## Task goal
Retype the data that follows line by line, exactly, and leave its pictures out.

## Data provided
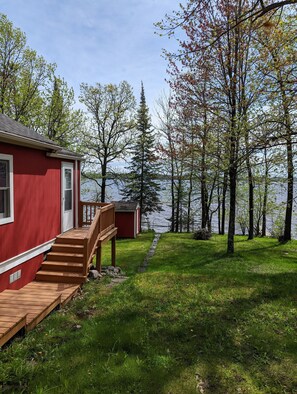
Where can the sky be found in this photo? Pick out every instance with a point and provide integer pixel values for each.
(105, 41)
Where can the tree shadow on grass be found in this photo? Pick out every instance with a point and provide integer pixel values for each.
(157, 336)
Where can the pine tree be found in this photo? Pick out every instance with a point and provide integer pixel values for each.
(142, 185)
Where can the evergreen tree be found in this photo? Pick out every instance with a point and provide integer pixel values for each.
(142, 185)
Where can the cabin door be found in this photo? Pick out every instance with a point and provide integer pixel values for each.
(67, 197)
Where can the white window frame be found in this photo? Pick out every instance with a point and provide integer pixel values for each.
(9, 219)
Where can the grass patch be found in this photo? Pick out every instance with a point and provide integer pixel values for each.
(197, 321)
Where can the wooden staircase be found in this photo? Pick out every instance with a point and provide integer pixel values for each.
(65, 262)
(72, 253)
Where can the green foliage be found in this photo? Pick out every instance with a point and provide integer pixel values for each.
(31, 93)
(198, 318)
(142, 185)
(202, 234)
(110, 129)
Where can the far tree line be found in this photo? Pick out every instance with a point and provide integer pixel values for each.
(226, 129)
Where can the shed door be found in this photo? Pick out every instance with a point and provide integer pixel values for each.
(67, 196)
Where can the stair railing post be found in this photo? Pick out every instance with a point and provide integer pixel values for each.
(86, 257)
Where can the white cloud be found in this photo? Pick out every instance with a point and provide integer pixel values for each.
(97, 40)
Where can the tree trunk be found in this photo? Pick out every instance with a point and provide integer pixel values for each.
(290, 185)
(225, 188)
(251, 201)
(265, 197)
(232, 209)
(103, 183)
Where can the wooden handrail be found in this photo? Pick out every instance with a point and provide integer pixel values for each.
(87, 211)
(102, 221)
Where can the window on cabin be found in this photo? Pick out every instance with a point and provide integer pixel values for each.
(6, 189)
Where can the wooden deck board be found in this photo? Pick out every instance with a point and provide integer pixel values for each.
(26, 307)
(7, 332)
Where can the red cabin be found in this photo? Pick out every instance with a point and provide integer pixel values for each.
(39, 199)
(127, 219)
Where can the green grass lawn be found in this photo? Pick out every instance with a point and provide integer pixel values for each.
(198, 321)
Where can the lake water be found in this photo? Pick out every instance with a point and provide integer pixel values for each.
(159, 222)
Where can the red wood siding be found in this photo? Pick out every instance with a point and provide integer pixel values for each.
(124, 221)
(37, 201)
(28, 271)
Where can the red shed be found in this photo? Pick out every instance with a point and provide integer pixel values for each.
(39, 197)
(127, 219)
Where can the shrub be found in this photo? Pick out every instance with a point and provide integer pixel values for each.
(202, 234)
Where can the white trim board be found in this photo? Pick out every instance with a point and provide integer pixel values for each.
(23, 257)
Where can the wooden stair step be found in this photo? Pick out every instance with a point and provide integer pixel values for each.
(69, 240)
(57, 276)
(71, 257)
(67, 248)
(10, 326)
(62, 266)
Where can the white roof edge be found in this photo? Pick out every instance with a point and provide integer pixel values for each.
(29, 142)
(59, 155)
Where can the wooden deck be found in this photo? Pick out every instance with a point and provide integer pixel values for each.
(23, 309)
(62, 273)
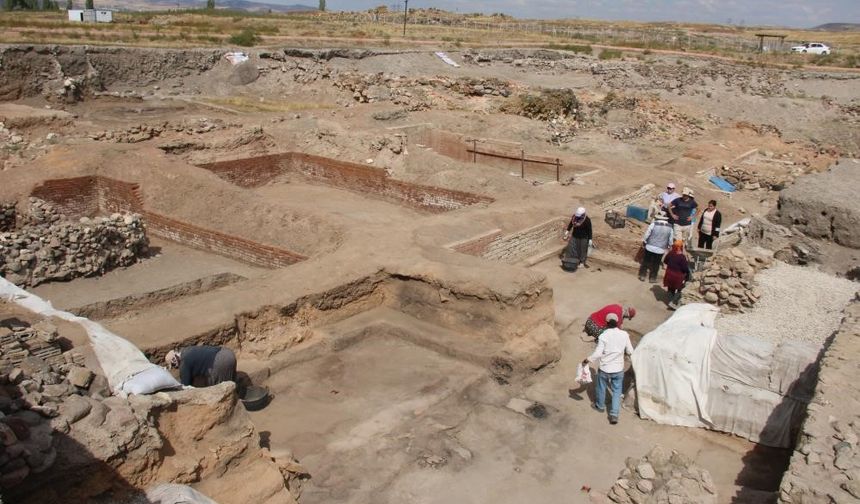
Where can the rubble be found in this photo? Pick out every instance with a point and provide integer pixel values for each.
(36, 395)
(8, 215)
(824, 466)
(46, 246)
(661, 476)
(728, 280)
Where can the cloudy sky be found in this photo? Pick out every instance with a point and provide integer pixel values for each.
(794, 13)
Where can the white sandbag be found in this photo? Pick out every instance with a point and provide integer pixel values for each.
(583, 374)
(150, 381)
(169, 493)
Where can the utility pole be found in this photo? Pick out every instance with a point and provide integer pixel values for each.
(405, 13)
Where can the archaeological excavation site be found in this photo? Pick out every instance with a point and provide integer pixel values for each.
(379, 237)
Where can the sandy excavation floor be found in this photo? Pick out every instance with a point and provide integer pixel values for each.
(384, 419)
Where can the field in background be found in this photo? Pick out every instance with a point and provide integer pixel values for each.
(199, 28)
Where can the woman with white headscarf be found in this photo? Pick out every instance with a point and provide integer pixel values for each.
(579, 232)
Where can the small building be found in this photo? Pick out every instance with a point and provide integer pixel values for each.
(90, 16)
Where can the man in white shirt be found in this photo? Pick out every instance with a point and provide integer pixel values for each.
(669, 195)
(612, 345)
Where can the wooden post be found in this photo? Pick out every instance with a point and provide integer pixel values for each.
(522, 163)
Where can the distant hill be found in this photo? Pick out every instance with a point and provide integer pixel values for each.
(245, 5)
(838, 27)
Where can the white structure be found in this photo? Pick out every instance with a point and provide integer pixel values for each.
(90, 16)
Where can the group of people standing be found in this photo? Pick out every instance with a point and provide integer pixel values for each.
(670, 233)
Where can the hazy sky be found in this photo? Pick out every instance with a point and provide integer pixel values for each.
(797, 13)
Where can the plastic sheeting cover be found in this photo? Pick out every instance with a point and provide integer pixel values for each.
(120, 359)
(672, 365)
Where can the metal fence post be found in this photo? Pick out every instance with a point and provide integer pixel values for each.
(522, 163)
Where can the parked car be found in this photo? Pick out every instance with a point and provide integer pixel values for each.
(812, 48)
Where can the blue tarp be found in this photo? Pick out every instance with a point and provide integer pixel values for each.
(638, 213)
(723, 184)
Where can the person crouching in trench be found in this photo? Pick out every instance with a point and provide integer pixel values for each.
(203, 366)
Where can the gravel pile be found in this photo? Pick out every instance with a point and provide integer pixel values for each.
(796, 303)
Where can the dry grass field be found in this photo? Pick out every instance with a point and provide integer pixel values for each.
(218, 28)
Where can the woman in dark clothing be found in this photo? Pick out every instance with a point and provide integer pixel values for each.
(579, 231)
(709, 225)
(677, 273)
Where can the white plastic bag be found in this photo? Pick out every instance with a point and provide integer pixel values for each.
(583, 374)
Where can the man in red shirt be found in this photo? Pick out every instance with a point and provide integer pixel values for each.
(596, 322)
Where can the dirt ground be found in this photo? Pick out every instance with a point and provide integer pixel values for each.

## Complete output
Where can the sky be found in this photo? Pick out every instance with a point and provide integer pixel values for each.
(105, 41)
Where can the tree shadow on grass be found in this photo? Pick out every instance with a point and provide integer pixel values for each.
(157, 336)
Where can the pine tree be found in this photo? Pick out every instance with a point and provide integer pixel values for each.
(142, 185)
Where can the evergreen tree be found in this photo? Pick out every instance with a point and provide integer pixel values for each.
(142, 185)
Where can the cabin door be found in this photo? Pick out every instance with a point and provide integer pixel values for each.
(67, 197)
Where can the white window frame be found in this photo? Pick out every instance with a point and provide integer pixel values for each.
(9, 219)
Where can the grass patch be found in this photo? Pick out every instance with a point and provide integer pixel values for each.
(197, 321)
Where can the wooden staircase be found in this photo? Pick out every instance with a point and provide integer pixel values for each.
(65, 262)
(72, 253)
Where can the green foliage be found in this photo? Pick out every instance with a point and provide integer pixel values for each.
(31, 93)
(198, 318)
(142, 185)
(202, 234)
(110, 129)
Where can the far tree line be found in this photo? Pick out every instance with a point and provide integer pixel values for each.
(226, 129)
Where can the shed door be found in this photo? Pick out every instance with a point and provide integer pixel values for each.
(67, 196)
Where can the stair railing post be found in this photo? Pick out every instance with a point and provide integer pixel values for each.
(86, 257)
Where can the white cloud be found in this photo? Pick out every instance with a point and provide integer pixel values for each.
(97, 40)
Where can the tree trunk be found in this photo? Pick out every instance with a point and provide integer pixel values for each.
(290, 185)
(225, 188)
(251, 201)
(265, 197)
(232, 209)
(103, 183)
Where can the wooden handrail be found in this photo? Pick out every instance with a point and provide integer pixel values for each.
(87, 211)
(102, 221)
Where can the window on cabin be found in this photo? Pick out every instance with a point and provide integer pixel values for each.
(6, 189)
Where can the wooden deck board be found in this photo? Pick out every instance with a point and provide integer pixel values for each.
(26, 307)
(7, 332)
Where can the red cabin be found in this photo? Pick out every instance with a point and provide integer pixel values for each.
(39, 199)
(127, 219)
Where can the green grass lawn be found in this photo? Pick out every instance with a point and provide integer pixel values for each.
(198, 321)
Where can the lake water be found in this photo? Pick out every instance with a point and provide integer pixel values for each.
(159, 222)
Where can the red wood siding be found in this photo? Pick out every instance with a point and provide integer pixel values for each.
(124, 221)
(37, 201)
(28, 271)
Where can the red shed be found in this photo? Pick out every instance with a point and provide integer pixel values for each.
(39, 197)
(127, 219)
Where can the shrub be found in this photo? Pick out every instance with a point and provide integer pixel values for each.
(202, 234)
Where can the white trim board be found in this photo? Pick out every instance with a point and provide integer pixel values for each.
(23, 257)
Where can the wooden stair step be found in this photo? Pick out every instance with a point and provide integer pixel values for each.
(69, 240)
(57, 276)
(71, 257)
(67, 248)
(10, 326)
(62, 266)
Where can the white roof edge be found in this photo? Pick out every instance with a point and provide integer pixel values for each.
(29, 142)
(59, 155)
Where can the wooden deck be found in this photo? Pick out every instance with a point and provide integer pixel values for each.
(23, 309)
(62, 273)
Where can the rubble be found in this photo? Pick out every instance with a point and provide integer pixel values for each.
(36, 395)
(8, 215)
(824, 466)
(46, 246)
(661, 476)
(728, 280)
Where can the cloudy sky be found in this photo? Pick out every instance with a point and provide integer pixel values for each.
(794, 13)
Where can the white sandbag be found in this photo? Pick out every instance with a point and provide integer pixel values for each.
(583, 374)
(150, 381)
(169, 493)
Where can the utility pole be found in this photo? Pick out every instance with a point and provide integer pixel values for each.
(405, 13)
Where can the archaeological excavation site be found in this photo? Pick out every instance with a point and provide integer pixel values for each.
(379, 237)
Where can the sandy excavation floor be found in this photo? Pick out every instance with a point and provide integer pixel values for each.
(384, 419)
Where can the field in background be found in this photo? Pick out every instance with a point and provide integer pixel values for each.
(199, 28)
Where can the woman with white headscarf be found in this photo? Pick out every instance with a point and provide integer pixel values for each.
(579, 232)
Where can the small building be found in this photo? Pick out every instance with a point and provide integer pixel values for each.
(90, 16)
Where can the man in white shirt be found in this photo? Pick out every instance with a point and provide integer pixel values for each.
(669, 195)
(612, 345)
Where can the wooden post be found in this photo? Pick out every instance with a point and provide integer pixel values for each.
(522, 163)
Where can the distant hill be found in this photo? Pick out every instance with a point and provide integer pixel values for each.
(245, 5)
(838, 27)
Where can the white structure be found in this photo? Pick out every instance with a point and provide integer pixel values for each.
(90, 16)
Where can the group of people standing be found in this photo? Pick out every instance with a point and provide integer pixel values for each.
(670, 233)
Where can the hazy sky be found in this photo? Pick out every instance with a point and provide integer pixel values for each.
(797, 13)
Where can the plastic sheeting cover be found in this photo? Pick out every instance with a point and provide integer pixel values for each.
(120, 359)
(672, 365)
Where can the metal fence post be found in this photo? Pick out every instance with a point and provide integer pixel values for each.
(522, 163)
Where can the parked car be found in this photo? Pick out every instance with a point and provide integer pixel values for each.
(812, 48)
Where can the blue tarp be found in this photo? Pick out every instance with a point and provide integer pixel values for each.
(638, 213)
(723, 184)
Where can the person crouching in trench be found in this photo? Pick out every instance with a point and provide integer pixel values for each.
(203, 366)
Where can the gravel pile be found in this photo? Pick out every instance with a point and provide integer pixel values for each.
(796, 303)
Where can the dry grass field be found in this photo? Pick out every instance with a point and provide integer pixel values for each.
(218, 28)
Where can the woman in dark clothing be found in this photo? Pick out every instance with a point and provide integer pixel values for each.
(579, 231)
(709, 225)
(677, 273)
Where can the white plastic bag be found in this photo? Pick out every instance with a point and provide integer pixel values for each.
(583, 374)
Where can the man in red shirt be found in this photo? Pick out every instance with a point and provide integer pixel values for each.
(596, 322)
Where can the dirt ground be found in this photo? Pick out every instance with a point and provide integer pixel values for each.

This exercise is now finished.